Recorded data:
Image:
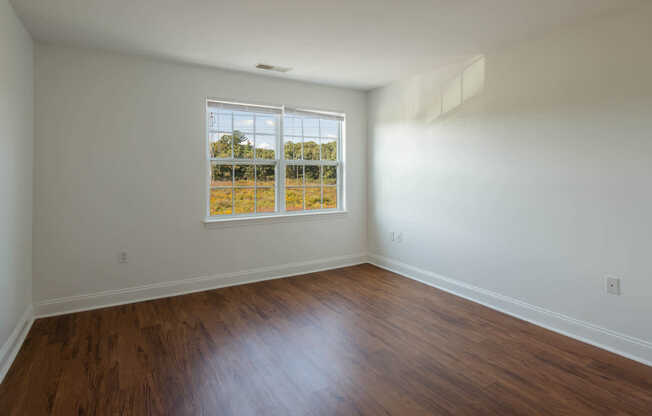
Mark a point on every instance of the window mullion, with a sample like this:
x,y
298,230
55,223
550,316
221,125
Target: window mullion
x,y
280,174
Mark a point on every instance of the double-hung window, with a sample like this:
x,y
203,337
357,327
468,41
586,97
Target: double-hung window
x,y
268,160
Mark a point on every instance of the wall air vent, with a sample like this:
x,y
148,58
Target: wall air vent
x,y
266,67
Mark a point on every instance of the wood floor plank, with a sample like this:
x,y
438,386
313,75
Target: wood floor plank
x,y
353,341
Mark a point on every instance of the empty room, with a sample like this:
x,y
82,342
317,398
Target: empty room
x,y
284,207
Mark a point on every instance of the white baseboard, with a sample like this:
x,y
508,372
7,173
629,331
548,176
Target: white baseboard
x,y
59,306
621,344
11,347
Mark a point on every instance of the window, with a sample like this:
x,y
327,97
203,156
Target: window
x,y
266,160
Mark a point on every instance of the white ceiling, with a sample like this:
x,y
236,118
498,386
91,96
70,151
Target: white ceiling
x,y
352,43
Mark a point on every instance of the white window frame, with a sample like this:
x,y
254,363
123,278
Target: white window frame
x,y
280,164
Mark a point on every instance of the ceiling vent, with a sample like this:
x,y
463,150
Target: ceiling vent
x,y
266,67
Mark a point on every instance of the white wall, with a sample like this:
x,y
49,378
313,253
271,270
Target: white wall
x,y
538,188
16,147
120,165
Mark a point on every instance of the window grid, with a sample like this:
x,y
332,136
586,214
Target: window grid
x,y
279,162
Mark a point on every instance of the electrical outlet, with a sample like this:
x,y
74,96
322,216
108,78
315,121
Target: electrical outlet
x,y
122,257
613,285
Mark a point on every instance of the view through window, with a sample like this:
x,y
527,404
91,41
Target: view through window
x,y
249,176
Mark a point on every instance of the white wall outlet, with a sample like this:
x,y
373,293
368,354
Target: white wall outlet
x,y
613,285
122,257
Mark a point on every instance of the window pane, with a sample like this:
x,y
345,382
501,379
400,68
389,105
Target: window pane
x,y
292,126
266,124
313,198
265,175
265,146
220,145
244,175
243,146
312,176
265,198
330,197
328,149
294,199
221,175
329,128
294,175
330,175
311,127
243,121
244,201
221,202
292,148
311,149
212,120
225,122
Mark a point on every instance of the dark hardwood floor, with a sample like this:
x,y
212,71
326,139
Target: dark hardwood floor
x,y
358,340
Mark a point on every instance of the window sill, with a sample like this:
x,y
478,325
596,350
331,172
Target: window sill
x,y
212,223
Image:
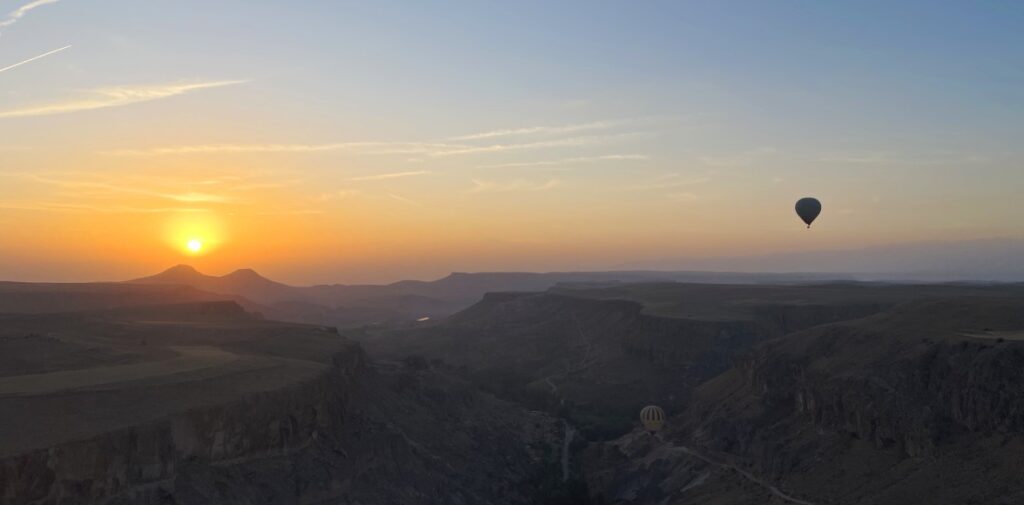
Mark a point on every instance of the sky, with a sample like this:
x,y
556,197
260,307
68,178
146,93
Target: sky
x,y
332,141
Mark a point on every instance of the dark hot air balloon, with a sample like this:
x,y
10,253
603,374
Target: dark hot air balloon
x,y
652,418
808,209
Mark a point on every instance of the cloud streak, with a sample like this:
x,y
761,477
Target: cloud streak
x,y
19,12
569,161
671,180
361,148
393,175
560,142
33,58
116,96
188,197
515,185
541,130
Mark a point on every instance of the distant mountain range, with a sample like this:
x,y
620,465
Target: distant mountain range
x,y
989,259
409,300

Goal:
Please copy out the entries again, swapping every "Target" for "Object" and changing nothing else. Leave out the pictures.

Finished exercise:
Image:
Mark a point on every instance of the window mullion, with a sample like this:
x,y
298,230
55,223
550,316
221,125
Object: window mullion
x,y
280,174
Mark a point on every instance of the double-hung window, with a sample like this:
x,y
203,337
357,327
468,41
586,97
Object: double-hung window
x,y
268,160
Mark a point on every instance of the wall air vent, with a sample like this:
x,y
148,58
Object: wall air vent
x,y
266,67
Mark a point on every instance of the wood floor plank, with a sample like this:
x,y
438,386
313,75
Object: wood floor plank
x,y
353,341
Mark a point on every instance of the empty room, with a sample like this:
x,y
82,342
317,398
Object: empty room
x,y
284,207
Mark a point on every instance of the white baseboard, with a sample like this:
x,y
508,372
7,173
629,331
548,176
Object: white baseboard
x,y
59,306
621,344
11,347
Mark a point on every instance of the window, with a sample like this:
x,y
327,97
203,156
Object: window
x,y
266,160
Mark a point on every instance of the white ceiling, with a sample like this:
x,y
236,118
498,386
91,96
70,151
Object: white ceiling
x,y
352,43
Mark a point on every instance of the white window frame, with a sample like this:
x,y
254,363
123,278
Object: white window frame
x,y
280,164
Mark a point on every instance of the ceiling vent, with a sample like this:
x,y
463,150
Object: ceiling vent
x,y
266,67
Mark a point on every instance of the white wall, with a sample like this:
x,y
49,378
313,253
271,270
Object: white wall
x,y
538,188
16,147
120,165
Mark a point on every instance of the window grid, with a sample like this:
x,y
332,136
586,214
Object: window grid
x,y
279,162
Mark a point on every instance of the electrical outlet, with a sample like this:
x,y
74,96
322,216
108,78
315,121
Object: electrical outlet
x,y
122,257
613,285
Mark a point on every instance of the view through window, with a sample like this:
x,y
527,404
91,41
Object: view through window
x,y
249,176
Mark a point on every instance of the white wall outlet, with a sample like this:
x,y
373,293
368,354
Object: white wall outlet
x,y
613,285
122,257
Mark a point on every instance of the window pane, with a sample like this:
x,y
345,382
501,379
400,68
389,105
Object: window pane
x,y
292,126
266,124
313,198
265,175
265,146
220,145
244,175
243,146
312,176
265,198
330,197
328,149
294,199
221,175
329,128
294,175
330,175
311,127
243,121
244,201
221,202
292,148
311,149
212,120
225,122
Mark a point on every instance of the dark hardwood floor, with a sample like this:
x,y
212,71
326,139
Object: dark hardwood floor
x,y
358,340
Mark a point on every instance of the window sill, with a sample like this:
x,y
478,325
596,350
331,172
Object: window sill
x,y
212,223
Image:
Mark a point on every instance of the sky, with a sample like this:
x,y
556,197
260,307
68,178
146,93
Object: sky
x,y
332,141
Mark a point on every instance of the dark hot air balloon, with a sample like this:
x,y
10,253
603,374
Object: dark hot air balloon
x,y
652,418
808,209
Mark a point on every instance of the cloud streak, with a sample like this:
x,y
761,477
Object: cloud streak
x,y
19,12
569,161
671,180
361,148
393,175
560,142
33,58
116,96
188,197
515,185
541,130
Mark a point on every instance of the distant mountain range, with a sample like this:
x,y
620,465
Object: distant mountain range
x,y
989,259
409,300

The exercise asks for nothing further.